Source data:
######

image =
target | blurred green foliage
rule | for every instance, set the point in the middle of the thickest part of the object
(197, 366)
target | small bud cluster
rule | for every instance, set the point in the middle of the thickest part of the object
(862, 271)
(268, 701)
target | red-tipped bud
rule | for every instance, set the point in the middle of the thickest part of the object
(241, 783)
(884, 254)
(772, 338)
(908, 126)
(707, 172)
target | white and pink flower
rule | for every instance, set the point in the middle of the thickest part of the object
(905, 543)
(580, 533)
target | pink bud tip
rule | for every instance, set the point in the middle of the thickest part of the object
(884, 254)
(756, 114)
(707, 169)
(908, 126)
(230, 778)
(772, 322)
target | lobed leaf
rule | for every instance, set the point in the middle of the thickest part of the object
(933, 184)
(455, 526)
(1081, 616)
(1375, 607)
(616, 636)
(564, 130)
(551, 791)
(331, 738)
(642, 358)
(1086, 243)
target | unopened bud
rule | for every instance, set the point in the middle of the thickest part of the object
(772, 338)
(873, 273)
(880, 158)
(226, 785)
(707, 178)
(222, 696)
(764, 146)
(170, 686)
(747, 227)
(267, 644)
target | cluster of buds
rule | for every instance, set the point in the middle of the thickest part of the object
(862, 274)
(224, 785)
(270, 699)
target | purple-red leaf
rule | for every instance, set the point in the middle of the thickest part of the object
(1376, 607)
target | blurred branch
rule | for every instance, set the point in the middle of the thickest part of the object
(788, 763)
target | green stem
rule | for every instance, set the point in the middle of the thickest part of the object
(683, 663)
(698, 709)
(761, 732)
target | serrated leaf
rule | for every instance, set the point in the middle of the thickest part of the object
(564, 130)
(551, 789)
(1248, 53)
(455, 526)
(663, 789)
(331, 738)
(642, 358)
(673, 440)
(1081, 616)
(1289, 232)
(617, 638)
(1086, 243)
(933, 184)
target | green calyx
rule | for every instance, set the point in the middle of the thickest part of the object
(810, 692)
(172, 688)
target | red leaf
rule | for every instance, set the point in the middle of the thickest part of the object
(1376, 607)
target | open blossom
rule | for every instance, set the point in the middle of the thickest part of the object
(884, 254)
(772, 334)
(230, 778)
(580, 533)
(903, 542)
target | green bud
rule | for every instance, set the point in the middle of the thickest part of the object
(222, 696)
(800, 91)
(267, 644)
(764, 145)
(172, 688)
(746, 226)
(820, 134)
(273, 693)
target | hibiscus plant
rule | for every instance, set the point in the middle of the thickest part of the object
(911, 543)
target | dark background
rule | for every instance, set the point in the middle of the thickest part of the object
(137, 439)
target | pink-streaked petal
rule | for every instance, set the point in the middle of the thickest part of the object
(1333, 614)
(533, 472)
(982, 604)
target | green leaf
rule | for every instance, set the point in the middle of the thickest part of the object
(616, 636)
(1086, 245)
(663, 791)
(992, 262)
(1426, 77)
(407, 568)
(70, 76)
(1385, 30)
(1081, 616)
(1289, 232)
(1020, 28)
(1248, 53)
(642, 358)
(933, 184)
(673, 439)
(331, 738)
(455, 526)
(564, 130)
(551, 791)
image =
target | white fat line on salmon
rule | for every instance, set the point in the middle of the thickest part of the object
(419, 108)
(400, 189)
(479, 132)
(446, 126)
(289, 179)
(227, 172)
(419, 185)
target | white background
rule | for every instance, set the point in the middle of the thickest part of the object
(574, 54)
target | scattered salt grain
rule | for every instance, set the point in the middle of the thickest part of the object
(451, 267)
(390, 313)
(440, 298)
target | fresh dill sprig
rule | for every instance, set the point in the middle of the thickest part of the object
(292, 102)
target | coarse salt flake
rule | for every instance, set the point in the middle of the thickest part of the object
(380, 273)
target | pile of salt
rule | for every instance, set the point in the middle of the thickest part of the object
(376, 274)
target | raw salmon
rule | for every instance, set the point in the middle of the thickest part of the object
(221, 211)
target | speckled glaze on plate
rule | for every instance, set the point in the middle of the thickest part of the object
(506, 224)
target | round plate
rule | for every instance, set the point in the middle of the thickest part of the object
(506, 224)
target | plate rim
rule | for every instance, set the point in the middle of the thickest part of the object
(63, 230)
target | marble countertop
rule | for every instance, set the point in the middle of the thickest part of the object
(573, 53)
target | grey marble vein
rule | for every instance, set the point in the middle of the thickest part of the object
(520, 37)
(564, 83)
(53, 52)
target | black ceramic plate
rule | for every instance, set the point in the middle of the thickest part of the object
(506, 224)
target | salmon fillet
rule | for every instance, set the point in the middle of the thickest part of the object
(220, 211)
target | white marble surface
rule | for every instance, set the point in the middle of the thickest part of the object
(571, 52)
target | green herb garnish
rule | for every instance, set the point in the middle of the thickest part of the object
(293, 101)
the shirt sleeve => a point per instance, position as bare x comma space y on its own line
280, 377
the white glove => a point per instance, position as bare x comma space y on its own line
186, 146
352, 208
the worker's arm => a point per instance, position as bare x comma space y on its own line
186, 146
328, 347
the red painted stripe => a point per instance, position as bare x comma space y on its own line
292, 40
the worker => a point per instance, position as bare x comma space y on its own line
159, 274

######

Aim of the exercise |
Set apart and copy each line of the records that holds the word "salmon".

Answer box |
target | white fat line on salmon
target | raw salmon
target | salmon fillet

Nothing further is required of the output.